Document text:
Intel CEO credits data-centric chips and PC market recovery for growth | Industry
The company blew past Wall Street’s expectations, prompting a 4.42 percent gain to $46.27 a share for the company’s stock price in after-hours trading.
The world’s biggest maker of PC chips said third quarter revenue was $19.2 billion, up 19 percent from the previous quarter, while the PC portion of revenue was up 16 percent. Earnings per share was $1.40 a share, compared with $1.01 a share a year earlier.
Analysts expected Intel to post earnings per share of $1.15, up from the $1.07 a share expected at the beginning of the quarter. Intel forecasted Q4 earnings per share of $1.22.
Swan said that in addition to its Xeon data center processors, Intel’s growth can be attributed to its expansion into data-centric businesses, including memory chips, field-programmable gate arrays (FPGAs), modems, and other silicon businesses.
Intel expects revenues for the full year to grow more than $8.4 billion to $71.2 billion, a new record, and it tweaked its expectations for Q4 upward today. It now expects $19.2 billion in revenue for Q4, and earnings per share of $1.22.
MobilEye had record revenue of $191 million, up 50 percent as its chips for self-driving cars are starting to take off. Artificial intelligence has already generated $1 billion in revenues to date.
Intel said in the past that it was having trouble developing its process technology for 10-nanometer manufacturing (the equivalent of 7-nanometer circuitry at rivals). Right now, the company plans to launch its first 10-nanometer chips in the second half of 2019, but rivals are launching the equivalent process technology and chips built with it now.
“We continue to make good progress on 10-nanometer,” he said in an analyst call, noting yields are improving at the company is on schedule to deliver its first 10-nanometer chips in the holiday season of 2019. “Our strategy, leadership products and amazing people led to the best quarter in the company’s history.”
Swan said that Intel embarked on its quest to become a data-centric business five years ago, and that is starting to bear fruit.

Work order 1: Reproduce a passage from the Intel earnings article word for word. Begin at the sentence that contains "The world’s biggest" and stop after "Q4 earnings per share of $1.22.".
Work order 2: Can you carry on the Intel earnings article, starting right after its final sentence?
The records that come next are separate material and are unrelated to the Intel earnings article.

Excerpted data:
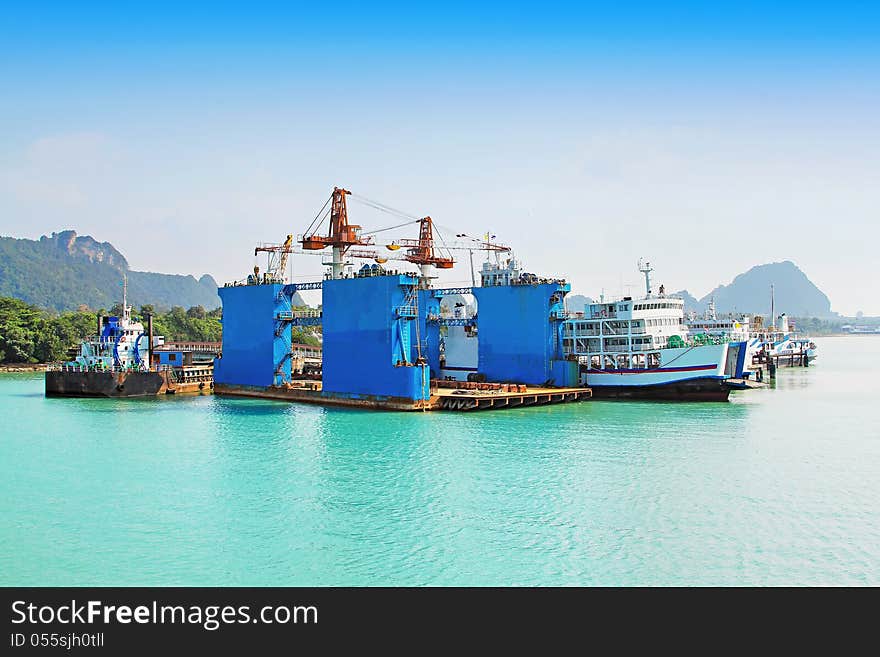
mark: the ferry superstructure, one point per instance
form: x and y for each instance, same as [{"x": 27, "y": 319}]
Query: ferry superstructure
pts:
[
  {"x": 633, "y": 348},
  {"x": 731, "y": 326}
]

Output 1:
The world’s biggest maker of PC chips said third quarter revenue was $19.2 billion, up 19 percent from the previous quarter, while the PC portion of revenue was up 16 percent. Earnings per share was $1.40 a share, compared with $1.01 a share a year earlier.
Analysts expected Intel to post earnings per share of $1.15, up from the $1.07 a share expected at the beginning of the quarter. Intel forecasted Q4 earnings per share of $1.22.

Output 2:
“Intel had a blowout third quarter led by massive uptake in data-centric technologies like Xeon processors, FPGAs, networking and storage technologies,” said Patrick Moorhead, analyst at Moor Insights & Strategy, in an email. “Every division saw growth, surprisingly, the PC Group. PC growth is a testament to Intel’s marketing and sales ability to successfully execute the up-sell as well as taking advantage of macro growth where it is strongest commercial PCs. Intel even saw mature market consumer PC improvements, a testament to gaming and thin and light portfolio strength and market demand. Overall, Intel’s long-term investments are paying off.”
Advanced Micro Devices is expected to challenge Intel next year with the launch of its second-generation Epyc server chips in 2019. Intel will challenge AMD with its own Xeon server refresh chips , dubbed Cascade Lake and Cooper Lake, for next year.
The company removed its CEO Brian Krzanich earlier this year after it was found he had a consensual sexual relationship with an employee in violation of company policies. Intel is still looking for a permanent successor to Krzanich.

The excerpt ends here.